Il faut oser, au regard de l’éternité, nous n’avons rien à craindre.
Cet ouvrage est une sélection des articles de Dorothy Day, il est de ce fait insuffisant. Il ne peut, à lui seul, témoigner de toute la pensée de l’auteur. On espère, cependant, que le lecteur y trouvera la matière nécessaire pour comprendre le cheminement auquel nous invite l’activiste américaine.
Peter Maurin avait l’habitude de dire que les conservateurs se tenaient dans les branches des arbres, en surplomb, tandis que les radicaux revenaient aux racines. Le mouvement des Catholic Worker est un mouvement radical, anarcho-pacifiste, dira Dorothy. On ne peut saisir pleinement le sens de ces termes qu’en acceptant, à la suite de la journaliste catholique, de retourner à la racine des choses, c’est-à-dire à l’essentiel. Il nous faut suivre le travail de celle qui se fait chroniqueuse, polémiste, enquêtrice, reporter, afin de découvrir ce siècle de chômage, de guerres, d’impérialisme des machines et de destruction de l’homme. On s’étonnera de trouver, à l’intérieur de ce siècle, les grâces spirituelles décelées par la journaliste catholique : le renouvellement de l’Église, la prière et l’extraordinaire combat des chrétiens auprès des plus démunis. Ce livre est le réceptacle des notes établies par Dorothy Day afin de diriger nos vies vers le bien commun, et vers le bien éternel. Par ces mémoires fragmentaires d’une existence communautaire douloureuse, pénible, souvent faillible, nous voulons transmettre cet esprit de veille sur le monde. Le travail d’attention aux lèpres humaines continue. Il s’agit de garder l’esprit éveillé (stay woke) contre le ricanement de ceux qui savent, contre l’épuisant esprit somnolent de ceux qui sont établis. Il s’agit de garder l’esprit éveillé, contre l’esprit qui est à l’aise. Et de garder l’esprit des franciscains qui dorment à même la terre, pour en entendre les remous.

Consignes |
[a] Dans le texte sur Dorothy Day, reprenez sous forme de liste courte le paragraphe qui commence par « Peter Maurin avait l'habitude de dire », en gardant ses idées principales.
[b] Poursuivez le texte sur Dorothy Day en reprenant juste après sa dernière phrase.
Les enregistrements ne jouent aucun rôle dans ce travail.

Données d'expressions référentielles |
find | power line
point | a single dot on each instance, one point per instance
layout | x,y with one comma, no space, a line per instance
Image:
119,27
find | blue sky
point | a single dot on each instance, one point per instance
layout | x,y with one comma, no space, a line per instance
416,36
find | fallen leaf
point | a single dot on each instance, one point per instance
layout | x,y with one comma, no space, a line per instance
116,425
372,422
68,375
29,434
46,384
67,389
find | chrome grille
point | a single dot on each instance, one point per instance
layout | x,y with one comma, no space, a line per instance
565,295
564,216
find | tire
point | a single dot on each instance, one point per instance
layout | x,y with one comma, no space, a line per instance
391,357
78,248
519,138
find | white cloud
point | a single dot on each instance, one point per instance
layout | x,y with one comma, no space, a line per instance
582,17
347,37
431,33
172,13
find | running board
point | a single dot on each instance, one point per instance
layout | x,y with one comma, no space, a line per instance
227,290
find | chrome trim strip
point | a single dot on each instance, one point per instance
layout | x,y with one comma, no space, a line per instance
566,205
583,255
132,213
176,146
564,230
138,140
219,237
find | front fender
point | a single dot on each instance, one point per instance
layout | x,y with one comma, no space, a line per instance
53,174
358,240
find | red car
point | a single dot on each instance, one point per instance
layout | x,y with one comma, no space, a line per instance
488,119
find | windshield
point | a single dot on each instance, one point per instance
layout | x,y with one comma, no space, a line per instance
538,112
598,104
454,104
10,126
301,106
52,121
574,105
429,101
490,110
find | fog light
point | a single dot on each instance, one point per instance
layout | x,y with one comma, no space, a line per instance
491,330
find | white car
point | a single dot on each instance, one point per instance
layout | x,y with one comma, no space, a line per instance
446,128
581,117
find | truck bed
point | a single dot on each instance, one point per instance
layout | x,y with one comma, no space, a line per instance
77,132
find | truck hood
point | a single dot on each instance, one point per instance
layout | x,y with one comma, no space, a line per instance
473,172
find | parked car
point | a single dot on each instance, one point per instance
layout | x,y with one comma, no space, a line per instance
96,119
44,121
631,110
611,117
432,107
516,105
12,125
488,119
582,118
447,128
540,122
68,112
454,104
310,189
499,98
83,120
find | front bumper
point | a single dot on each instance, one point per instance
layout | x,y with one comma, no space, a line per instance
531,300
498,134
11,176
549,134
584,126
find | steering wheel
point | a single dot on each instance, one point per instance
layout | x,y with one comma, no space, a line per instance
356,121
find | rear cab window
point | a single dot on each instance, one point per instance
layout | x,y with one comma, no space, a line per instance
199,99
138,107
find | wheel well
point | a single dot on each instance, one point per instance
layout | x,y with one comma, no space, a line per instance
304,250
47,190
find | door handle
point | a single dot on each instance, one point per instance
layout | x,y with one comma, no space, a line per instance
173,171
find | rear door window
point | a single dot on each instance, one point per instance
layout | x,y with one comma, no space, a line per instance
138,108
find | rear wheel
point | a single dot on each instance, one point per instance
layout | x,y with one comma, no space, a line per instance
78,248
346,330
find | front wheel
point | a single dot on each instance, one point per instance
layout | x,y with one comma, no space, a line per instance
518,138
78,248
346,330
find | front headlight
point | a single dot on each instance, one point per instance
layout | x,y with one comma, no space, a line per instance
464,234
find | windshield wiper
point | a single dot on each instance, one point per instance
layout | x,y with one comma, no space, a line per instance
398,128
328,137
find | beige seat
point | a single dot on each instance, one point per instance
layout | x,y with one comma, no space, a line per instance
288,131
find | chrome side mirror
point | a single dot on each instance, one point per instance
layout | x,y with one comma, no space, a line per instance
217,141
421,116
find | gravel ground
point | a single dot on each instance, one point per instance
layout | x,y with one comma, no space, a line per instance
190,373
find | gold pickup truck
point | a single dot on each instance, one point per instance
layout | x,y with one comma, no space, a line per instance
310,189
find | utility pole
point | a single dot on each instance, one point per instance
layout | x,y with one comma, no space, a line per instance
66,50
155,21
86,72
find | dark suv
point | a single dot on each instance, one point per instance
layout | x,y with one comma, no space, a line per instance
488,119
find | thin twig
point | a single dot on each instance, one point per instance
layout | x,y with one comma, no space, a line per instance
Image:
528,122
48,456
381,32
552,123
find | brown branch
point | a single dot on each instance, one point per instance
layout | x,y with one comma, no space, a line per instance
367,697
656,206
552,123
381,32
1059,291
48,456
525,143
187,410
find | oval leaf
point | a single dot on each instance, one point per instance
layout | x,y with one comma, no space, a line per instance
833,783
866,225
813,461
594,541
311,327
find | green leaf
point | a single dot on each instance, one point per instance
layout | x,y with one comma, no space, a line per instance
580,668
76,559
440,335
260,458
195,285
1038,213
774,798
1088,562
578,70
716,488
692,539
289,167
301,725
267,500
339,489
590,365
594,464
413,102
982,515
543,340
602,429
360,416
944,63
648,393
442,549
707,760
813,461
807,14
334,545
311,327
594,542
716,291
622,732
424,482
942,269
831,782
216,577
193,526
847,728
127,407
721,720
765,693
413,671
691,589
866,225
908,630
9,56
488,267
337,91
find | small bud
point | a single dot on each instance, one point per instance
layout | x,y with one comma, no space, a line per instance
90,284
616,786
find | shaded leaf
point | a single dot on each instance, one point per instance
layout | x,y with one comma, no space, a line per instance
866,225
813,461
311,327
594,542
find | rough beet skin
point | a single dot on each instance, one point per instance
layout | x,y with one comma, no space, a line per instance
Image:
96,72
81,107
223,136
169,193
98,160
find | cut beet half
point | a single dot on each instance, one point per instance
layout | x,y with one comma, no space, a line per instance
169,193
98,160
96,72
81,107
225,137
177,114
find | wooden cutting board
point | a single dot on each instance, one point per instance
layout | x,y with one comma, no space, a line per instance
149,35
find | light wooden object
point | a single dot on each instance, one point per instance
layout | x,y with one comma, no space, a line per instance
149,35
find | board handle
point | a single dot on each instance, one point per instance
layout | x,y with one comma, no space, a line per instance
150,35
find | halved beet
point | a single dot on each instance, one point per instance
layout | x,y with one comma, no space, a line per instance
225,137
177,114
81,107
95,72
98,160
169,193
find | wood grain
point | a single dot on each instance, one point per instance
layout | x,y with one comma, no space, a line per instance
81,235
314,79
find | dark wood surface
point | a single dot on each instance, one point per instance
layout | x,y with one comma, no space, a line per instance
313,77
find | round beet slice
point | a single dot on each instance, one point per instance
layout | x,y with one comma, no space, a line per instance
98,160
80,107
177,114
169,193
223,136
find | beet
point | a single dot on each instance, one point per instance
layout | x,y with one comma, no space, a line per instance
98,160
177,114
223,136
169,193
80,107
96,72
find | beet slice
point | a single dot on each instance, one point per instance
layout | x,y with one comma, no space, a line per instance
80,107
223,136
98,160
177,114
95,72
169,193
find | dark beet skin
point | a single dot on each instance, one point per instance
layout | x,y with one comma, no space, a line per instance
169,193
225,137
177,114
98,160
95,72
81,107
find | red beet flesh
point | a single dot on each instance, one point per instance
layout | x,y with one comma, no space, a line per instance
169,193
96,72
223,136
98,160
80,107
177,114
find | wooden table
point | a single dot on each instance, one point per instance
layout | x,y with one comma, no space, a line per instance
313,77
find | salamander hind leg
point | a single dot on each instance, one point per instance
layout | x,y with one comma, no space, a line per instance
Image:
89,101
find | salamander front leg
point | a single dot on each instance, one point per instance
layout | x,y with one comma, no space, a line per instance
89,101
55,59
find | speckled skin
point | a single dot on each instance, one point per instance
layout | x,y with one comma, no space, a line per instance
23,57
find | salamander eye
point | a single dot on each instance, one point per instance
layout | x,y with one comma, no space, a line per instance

Réponses |
[a]
- Selon Peter Maurin, les conservateurs se tiennent dans les branches des arbres, en surplomb. Les radicaux, eux, reviennent aux racines.
- Dorothy Day décrit le mouvement des Catholic Worker comme radical et anarcho-pacifiste. Pour le comprendre, il faut revenir à l'essentiel.
- Comme chroniqueuse, polémiste, enquêtrice et reporter, elle fait découvrir un siècle de chômage, de guerres, d'impérialisme des machines et de destruction de l'homme.
- Elle y trouve aussi des grâces spirituelles : le renouvellement de l'Église, la prière et le combat des chrétiens auprès des plus démunis.
- Le livre réunit ses notes pour tourner nos vies vers le bien commun et le bien éternel.
- Ces mémoires fragmentaires d'une vie communautaire difficile veulent transmettre un esprit de veille sur le monde. Il s'agit de rester éveillé contre ceux qui ricanent, contre ceux qui sont établis et contre ceux qui sont à l'aise, comme les franciscains qui dorment à même la terre.

[b]
[1]. Dorothy Day, « Les trois ans du Catholic Worker », Mai 1936.
[2]. Jean de Saint-Chéron, Les bons chrétiens, Salvator, 2021.
[3]. Jacques Maritain, Réponse à Jean Cocteau.
[4]. Dorothy Day, « Une clarification », octobre 1957, en paraphrasant Albert Camus.
[5]. Dorothy Day, « S’enfuir de la ville », mai 1953.
[6]. Francis Thompson, « The Hound of Heaven » (1890). Un poème qui accompagnera Dorothy Day toute sa vie. En voici un extrait : « Qui trouveras-tu pour aimer, ignoble toi, / à part moi, et moi seul ? / Tout ce que je t’ai pris je ne l’ai pas pris / pour ton mal / mais pour que tu puisses le chercher dans mes bras. / Tout ce que ton erreur d’enfant / imagine perdu, je l’ai / gardé dans cette maison pour toi : / relève-toi, prends ma main, viens ! »
[7]. Benoît XVI, Audience générale, mercredi 28 novembre 2012.